> Problem description: Turn the rows below into a JSON list of strings with one string per line, skipping blank lines and leaving out the pictures.

— START OF Record list —

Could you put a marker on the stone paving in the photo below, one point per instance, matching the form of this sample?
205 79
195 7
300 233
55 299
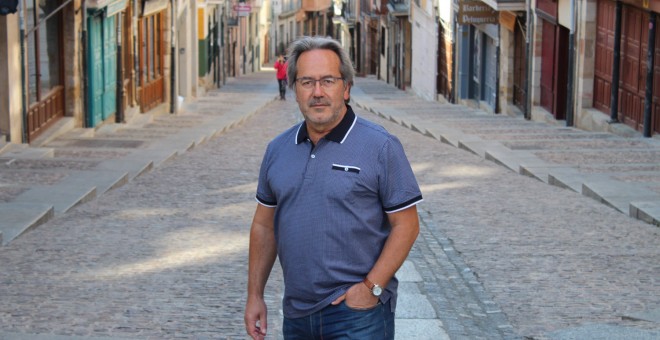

— END OF Record list —

> Task solution:
[
  "Could you put a marker on the stone paving in the photo below, one point per instance, matching the form of this sample?",
  "205 79",
  "195 7",
  "300 233",
  "55 299"
]